Filas de datos:
========================

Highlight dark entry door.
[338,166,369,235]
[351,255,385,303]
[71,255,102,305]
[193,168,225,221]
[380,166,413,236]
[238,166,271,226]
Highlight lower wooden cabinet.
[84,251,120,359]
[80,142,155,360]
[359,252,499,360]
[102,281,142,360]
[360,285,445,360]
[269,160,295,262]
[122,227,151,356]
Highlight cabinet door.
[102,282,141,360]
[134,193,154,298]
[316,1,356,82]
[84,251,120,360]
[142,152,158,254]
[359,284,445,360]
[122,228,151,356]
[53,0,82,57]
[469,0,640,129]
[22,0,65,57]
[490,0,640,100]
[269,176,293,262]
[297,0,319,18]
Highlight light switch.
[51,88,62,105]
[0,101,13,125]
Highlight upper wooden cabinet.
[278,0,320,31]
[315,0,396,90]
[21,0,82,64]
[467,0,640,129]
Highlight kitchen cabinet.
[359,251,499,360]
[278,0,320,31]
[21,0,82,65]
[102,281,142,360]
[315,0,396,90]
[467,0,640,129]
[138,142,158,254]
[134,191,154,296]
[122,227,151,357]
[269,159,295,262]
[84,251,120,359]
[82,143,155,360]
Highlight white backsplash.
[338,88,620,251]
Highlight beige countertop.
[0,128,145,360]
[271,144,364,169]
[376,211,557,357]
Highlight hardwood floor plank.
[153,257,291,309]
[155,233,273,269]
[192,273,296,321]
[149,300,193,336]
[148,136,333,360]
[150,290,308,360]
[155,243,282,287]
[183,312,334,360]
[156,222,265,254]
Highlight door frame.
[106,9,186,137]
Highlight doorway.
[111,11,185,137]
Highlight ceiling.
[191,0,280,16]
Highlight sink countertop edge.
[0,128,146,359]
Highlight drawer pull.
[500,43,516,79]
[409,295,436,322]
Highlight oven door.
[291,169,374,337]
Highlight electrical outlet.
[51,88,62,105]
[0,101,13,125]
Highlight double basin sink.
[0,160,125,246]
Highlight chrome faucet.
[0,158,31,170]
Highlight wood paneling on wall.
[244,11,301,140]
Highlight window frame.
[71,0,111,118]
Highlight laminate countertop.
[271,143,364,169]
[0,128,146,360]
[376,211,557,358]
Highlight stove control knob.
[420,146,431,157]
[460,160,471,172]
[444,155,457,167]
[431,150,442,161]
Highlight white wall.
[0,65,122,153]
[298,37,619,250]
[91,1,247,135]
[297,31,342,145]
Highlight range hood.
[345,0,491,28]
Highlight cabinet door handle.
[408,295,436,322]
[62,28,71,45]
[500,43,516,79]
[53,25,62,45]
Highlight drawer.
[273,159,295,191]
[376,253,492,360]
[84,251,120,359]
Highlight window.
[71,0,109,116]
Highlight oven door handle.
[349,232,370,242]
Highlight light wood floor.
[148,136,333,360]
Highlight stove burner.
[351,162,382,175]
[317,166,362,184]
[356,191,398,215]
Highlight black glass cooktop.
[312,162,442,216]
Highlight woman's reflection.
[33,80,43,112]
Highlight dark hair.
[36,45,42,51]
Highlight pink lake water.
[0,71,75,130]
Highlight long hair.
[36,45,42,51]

========================

Copia de nuevo las filas que van desde la que contiene "Highlight laminate countertop." hasta el final de las filas, ambos extremos incluidos, junto con sus indicaciones. Aumenta en 97 cada número de las coordenadas de las respuestas.

Respuesta al problema:
Highlight laminate countertop.
[368,240,461,266]
[97,225,243,457]
[473,308,654,455]
Highlight stove control knob.
[517,243,528,254]
[557,257,568,269]
[541,252,554,264]
[528,247,539,258]
Highlight white wall.
[97,162,219,250]
[395,134,716,347]
[188,98,344,232]
[394,128,439,242]
Highlight range hood.
[442,97,588,125]
Highlight cabinet door handle.
[505,392,533,419]
[159,125,168,142]
[597,140,613,176]
[150,122,159,142]
Highlight drawer.
[370,256,392,288]
[473,350,589,457]
[181,348,217,456]
Highlight window.
[168,97,206,213]
Highlight oven door handle.
[446,329,467,339]
Highlight light wood floor.
[245,233,430,457]
Highlight stove burner.
[448,259,479,272]
[414,263,459,281]
[453,288,495,312]
Highlight black glass cooktop.
[409,259,539,313]
Highlight woman's reflection.
[130,177,140,209]
Highlight dark hair.
[133,142,139,148]
Highlight pink lake water.
[97,168,172,227]
Highlight long hair.
[133,142,139,148]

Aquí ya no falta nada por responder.